§ EXERCISE DESCRIPTION:
Your output must match the records exactly, line for line.

(Dataset items)

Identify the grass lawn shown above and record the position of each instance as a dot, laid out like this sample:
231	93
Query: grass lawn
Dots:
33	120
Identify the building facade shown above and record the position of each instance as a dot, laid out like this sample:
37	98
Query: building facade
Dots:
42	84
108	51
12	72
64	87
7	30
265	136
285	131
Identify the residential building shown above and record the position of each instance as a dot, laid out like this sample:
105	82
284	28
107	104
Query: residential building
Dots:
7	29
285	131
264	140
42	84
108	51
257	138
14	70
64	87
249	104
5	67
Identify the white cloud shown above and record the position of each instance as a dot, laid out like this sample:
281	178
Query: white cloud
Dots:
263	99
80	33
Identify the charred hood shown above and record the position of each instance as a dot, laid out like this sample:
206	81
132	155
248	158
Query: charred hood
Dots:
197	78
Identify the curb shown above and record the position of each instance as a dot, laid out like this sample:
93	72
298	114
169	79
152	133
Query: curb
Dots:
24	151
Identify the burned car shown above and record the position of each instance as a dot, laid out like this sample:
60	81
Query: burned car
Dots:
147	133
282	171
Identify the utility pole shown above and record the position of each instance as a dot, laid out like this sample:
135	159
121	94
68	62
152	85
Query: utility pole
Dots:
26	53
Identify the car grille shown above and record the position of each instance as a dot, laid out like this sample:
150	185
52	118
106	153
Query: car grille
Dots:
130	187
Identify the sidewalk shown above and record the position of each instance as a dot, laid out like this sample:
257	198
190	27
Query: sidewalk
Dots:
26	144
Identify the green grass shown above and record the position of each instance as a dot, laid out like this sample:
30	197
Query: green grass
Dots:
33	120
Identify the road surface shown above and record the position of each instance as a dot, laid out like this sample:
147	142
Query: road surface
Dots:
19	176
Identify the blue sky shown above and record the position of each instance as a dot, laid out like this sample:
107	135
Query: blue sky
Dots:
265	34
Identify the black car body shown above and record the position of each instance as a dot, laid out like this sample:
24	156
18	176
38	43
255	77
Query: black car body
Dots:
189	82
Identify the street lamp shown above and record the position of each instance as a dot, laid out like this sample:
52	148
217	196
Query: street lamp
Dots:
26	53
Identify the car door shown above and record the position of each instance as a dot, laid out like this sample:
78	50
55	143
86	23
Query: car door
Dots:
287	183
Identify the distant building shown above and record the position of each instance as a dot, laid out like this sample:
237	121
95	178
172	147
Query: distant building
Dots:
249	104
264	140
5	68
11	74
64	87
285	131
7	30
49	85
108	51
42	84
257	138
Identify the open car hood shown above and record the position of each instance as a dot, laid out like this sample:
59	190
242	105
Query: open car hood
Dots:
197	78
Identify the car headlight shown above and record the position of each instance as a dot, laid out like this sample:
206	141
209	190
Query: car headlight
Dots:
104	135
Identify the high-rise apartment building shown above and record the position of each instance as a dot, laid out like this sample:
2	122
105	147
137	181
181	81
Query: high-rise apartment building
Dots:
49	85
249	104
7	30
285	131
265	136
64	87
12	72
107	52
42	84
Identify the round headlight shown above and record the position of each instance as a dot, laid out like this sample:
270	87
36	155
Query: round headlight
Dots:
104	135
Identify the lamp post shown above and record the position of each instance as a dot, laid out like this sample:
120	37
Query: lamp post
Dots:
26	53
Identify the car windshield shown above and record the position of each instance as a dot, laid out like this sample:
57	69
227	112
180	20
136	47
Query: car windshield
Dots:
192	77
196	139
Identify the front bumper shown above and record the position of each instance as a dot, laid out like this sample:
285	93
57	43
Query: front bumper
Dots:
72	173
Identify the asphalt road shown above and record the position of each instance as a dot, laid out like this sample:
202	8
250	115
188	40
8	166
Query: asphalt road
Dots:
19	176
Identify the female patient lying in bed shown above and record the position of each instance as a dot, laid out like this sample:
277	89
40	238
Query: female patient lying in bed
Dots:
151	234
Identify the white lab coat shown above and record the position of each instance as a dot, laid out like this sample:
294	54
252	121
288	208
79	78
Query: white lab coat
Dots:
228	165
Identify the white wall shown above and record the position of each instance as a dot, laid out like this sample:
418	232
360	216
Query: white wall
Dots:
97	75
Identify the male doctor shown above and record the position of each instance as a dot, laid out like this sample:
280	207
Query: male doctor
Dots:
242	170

§ WRITTEN SOLUTION:
Identify the grass lawn shown above and record the position of each instance as a dot, laid out like this sample:
231	93
Query: grass lawn
Dots:
33	120
Identify the building facade shown above and record the position of each instance as a dot, laid out like this sample:
37	98
Query: building facade
Dots:
42	84
108	51
12	72
64	87
7	30
265	136
285	131
Identify the residential building shown above and record the position of each instance as a dot, laid out like this sample:
105	82
284	28
107	104
Query: residential building
Dots:
7	29
285	131
264	140
42	84
108	51
257	138
14	70
64	87
249	104
5	67
Identify the white cloud shown above and record the position of each instance as a dot, laid out like this sample:
281	178
Query: white cloud
Dots:
263	99
80	33
Identify the charred hood shown above and record the position of each instance as a dot, laid out like this sample:
206	81
132	155
248	158
Query: charred hood
Dots:
197	78
Identify the curb shown above and record the position of each instance as a dot, laid out like this sample:
93	72
298	114
169	79
152	133
Query: curb
Dots:
24	151
Identify the burned car shown above and record the position of each instance as a dot, laid out like this sample:
60	81
Query: burned car
Dots:
147	133
282	171
Identify the utility pole shown above and record the position of each instance as a dot, laid out like this sample:
135	159
121	94
68	62
152	85
Query: utility pole
Dots:
26	53
Identify the car grille shown above and record the position of each instance as a dot, laid out like this sample:
150	185
52	118
106	153
Query: car grille
Dots:
130	187
Identify the sidewalk shown above and record the position of each instance as a dot, laid out like this sample:
257	198
190	27
Query: sidewalk
Dots:
26	144
Identify the green grass shown above and record the position of each instance as a dot, laid out like this sample:
30	197
Query: green grass
Dots:
33	120
Identify the road surface shown above and record the position of each instance as a dot, laid out like this sample:
147	142
Query: road surface
Dots:
19	176
Identify the blue sky shown above and record the position of each instance as a dot, laid out like this sample:
107	135
Query: blue sky
Dots:
265	34
Identify the black car body shown above and record the position of each instance as a dot, laid out like this sample:
24	156
18	176
38	43
255	77
Query: black car body
Dots:
189	82
Identify the street lamp shown above and record the position of each instance as a dot, laid out like this sample:
52	148
217	196
Query: street lamp
Dots:
26	53
Identify the car door shown above and record the position of each instance as a dot, laid out like this sample:
78	50
55	143
86	23
Query: car door
Dots:
287	183
Identify the distant building shown above and record the position of each instance as a dot, laid out like this sample:
237	121
95	178
172	147
Query: distant building
Dots:
249	104
264	140
5	68
11	74
64	87
285	131
7	30
49	85
108	51
42	84
257	138
Identify the open car hood shown above and record the position of each instance as a dot, laid out like this sample:
59	190
242	105
Query: open car hood
Dots:
197	78
Identify the car headlight shown above and record the position of each instance as a dot, laid out like this sample:
206	141
209	190
Query: car headlight
Dots:
104	135
Identify the high-rise apartment building shown above and record the position of each instance as a dot, laid out like this sample:
2	122
105	147
137	181
181	81
Query: high-rise apartment building
Dots:
49	85
249	104
7	30
285	131
265	136
64	87
12	72
107	52
42	84
Identify the round headlight shown above and record the position of each instance as a dot, laid out like this sample:
270	87
36	155
Query: round headlight
Dots:
104	135
Identify the lamp post shown above and record the position of each instance as a dot, laid out like this sample:
120	37
Query: lamp post
Dots:
26	53
Identify the car windshield shown above and record the position of each instance as a dot, laid out like this sample:
57	69
227	112
180	20
136	47
Query: car windshield
Dots:
192	77
196	139
Identify the front bumper shown above and record the position of each instance as a dot, laid out like this sample:
285	93
57	43
Query: front bumper
Dots:
72	173
Identify the asphalt road shown above and record the position of each instance as a dot, laid out like this sample:
202	8
250	115
188	40
8	166
Query: asphalt road
Dots:
19	176
Identify the female patient lying in bed shown above and record the position of each instance as a dot, laid out like this sample:
277	89
40	238
Query: female patient lying in bed
Dots:
151	234
Identify the white lab coat shown above and record the position of each instance as a dot, laid out like this sample:
294	54
252	121
288	208
79	78
Query: white lab coat
Dots:
228	165
Identify the white wall shown above and record the position of each instance as a dot, laid out like this sample:
418	232
360	216
Query: white wall
Dots:
97	75
Identify the male doctor shown above and record the position of each instance as a dot, laid out like this sample:
280	207
Query: male doctor
Dots:
242	170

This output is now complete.